Given records.
%%

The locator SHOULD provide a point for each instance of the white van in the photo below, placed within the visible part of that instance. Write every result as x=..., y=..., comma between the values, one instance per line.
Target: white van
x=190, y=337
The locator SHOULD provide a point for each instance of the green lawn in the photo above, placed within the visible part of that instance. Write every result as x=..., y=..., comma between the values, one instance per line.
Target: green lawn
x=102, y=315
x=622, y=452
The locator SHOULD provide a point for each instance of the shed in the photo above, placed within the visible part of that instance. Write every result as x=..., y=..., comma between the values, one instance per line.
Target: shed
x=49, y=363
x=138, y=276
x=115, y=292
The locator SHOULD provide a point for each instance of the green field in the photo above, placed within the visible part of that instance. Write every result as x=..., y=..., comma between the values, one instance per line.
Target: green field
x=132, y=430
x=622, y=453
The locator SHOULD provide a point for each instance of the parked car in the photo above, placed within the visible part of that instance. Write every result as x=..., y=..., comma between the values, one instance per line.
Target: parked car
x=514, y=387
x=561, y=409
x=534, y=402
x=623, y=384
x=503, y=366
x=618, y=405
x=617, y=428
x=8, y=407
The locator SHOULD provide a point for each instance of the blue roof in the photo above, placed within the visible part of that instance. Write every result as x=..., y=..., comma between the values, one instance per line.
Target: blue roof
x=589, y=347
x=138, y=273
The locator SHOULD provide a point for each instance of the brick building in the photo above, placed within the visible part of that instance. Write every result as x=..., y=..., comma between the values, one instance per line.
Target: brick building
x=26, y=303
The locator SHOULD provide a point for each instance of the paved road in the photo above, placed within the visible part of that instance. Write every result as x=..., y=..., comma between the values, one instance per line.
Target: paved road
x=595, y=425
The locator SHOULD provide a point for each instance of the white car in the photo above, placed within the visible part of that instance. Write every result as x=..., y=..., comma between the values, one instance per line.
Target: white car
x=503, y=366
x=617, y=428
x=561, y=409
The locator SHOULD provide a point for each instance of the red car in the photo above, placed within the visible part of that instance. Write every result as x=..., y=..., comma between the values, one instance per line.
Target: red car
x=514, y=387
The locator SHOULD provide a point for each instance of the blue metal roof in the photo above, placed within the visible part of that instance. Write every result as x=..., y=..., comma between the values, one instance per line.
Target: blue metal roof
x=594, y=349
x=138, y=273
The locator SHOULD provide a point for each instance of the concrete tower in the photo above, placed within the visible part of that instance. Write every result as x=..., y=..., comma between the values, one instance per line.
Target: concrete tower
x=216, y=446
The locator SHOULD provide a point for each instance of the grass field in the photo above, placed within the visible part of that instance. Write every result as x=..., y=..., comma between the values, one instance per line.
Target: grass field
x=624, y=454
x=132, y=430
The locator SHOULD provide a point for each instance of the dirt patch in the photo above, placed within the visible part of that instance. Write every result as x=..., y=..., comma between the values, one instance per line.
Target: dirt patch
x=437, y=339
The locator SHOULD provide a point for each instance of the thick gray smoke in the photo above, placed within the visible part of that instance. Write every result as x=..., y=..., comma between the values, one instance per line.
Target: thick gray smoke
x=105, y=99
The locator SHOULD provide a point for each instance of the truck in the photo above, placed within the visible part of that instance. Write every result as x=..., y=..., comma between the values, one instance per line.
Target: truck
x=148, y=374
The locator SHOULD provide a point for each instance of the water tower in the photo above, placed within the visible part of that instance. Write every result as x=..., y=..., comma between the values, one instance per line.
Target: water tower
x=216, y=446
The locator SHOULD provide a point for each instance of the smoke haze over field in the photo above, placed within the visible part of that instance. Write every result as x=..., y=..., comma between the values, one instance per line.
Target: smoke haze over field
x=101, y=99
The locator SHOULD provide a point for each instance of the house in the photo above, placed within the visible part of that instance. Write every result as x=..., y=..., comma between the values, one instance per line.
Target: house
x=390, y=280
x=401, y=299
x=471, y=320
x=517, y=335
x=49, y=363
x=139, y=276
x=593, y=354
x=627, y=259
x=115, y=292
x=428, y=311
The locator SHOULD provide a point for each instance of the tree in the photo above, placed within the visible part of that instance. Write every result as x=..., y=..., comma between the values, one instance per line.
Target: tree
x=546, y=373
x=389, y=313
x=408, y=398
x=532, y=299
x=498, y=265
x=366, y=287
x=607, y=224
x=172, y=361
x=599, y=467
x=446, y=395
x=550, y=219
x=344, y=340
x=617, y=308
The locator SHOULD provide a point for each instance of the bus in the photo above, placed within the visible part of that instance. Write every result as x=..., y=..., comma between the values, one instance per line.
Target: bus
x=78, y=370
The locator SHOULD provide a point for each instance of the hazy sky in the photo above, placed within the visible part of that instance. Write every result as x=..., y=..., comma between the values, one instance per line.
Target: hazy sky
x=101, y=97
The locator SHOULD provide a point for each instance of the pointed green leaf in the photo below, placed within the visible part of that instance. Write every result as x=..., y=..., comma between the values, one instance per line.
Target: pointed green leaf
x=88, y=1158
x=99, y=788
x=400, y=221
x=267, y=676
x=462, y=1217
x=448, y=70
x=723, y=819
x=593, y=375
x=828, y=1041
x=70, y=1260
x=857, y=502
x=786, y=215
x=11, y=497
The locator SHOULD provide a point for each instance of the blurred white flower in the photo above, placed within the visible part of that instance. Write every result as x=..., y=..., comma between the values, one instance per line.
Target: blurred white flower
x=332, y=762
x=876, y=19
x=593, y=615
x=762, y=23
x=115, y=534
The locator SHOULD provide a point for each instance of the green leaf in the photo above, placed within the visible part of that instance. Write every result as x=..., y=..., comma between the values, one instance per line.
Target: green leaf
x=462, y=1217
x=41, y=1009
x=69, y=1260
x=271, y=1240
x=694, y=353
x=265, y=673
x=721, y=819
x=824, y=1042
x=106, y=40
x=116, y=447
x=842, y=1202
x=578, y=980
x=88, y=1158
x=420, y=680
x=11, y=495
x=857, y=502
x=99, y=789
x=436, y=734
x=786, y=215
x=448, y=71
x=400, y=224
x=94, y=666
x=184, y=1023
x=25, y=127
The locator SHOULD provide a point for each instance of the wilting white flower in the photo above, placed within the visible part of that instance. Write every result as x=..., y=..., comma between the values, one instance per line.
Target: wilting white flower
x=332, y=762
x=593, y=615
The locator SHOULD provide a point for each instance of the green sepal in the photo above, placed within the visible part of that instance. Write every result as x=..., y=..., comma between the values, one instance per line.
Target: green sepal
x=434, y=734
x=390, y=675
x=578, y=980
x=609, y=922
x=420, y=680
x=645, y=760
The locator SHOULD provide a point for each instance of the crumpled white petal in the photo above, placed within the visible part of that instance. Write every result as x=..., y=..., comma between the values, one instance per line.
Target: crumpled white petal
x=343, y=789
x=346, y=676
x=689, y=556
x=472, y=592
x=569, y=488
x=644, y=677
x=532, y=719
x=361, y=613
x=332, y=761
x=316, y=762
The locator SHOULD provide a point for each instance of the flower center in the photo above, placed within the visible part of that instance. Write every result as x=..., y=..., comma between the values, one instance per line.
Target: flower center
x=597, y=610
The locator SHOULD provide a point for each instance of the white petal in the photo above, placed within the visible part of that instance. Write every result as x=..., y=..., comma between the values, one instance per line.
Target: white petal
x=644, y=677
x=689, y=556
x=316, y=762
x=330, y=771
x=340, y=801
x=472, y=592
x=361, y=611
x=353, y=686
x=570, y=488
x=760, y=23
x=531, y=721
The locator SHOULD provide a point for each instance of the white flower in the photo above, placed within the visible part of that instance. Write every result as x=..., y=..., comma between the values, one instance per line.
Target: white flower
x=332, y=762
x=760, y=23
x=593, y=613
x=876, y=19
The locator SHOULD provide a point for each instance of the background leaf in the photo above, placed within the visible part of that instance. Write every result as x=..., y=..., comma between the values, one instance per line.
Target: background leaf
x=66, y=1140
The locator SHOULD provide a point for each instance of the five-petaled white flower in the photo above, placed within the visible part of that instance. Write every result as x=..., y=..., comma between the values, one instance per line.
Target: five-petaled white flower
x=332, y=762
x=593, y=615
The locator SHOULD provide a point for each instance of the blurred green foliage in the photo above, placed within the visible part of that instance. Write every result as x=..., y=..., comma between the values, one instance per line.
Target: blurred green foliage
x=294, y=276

%%

Aim of the task.
Return only the stretch of the material above from the line holding "Target: house" through the line holding "of the tree", copied exactly.

Solution to the exercise.
Target: house
x=390, y=280
x=401, y=299
x=471, y=320
x=517, y=335
x=49, y=363
x=139, y=276
x=593, y=354
x=627, y=259
x=115, y=292
x=428, y=311
The locator SHOULD provide a point for each instance of the tree in the photo above, placed within the visible part of that instance. Write every result as x=..., y=..., comma between the values, one instance per line.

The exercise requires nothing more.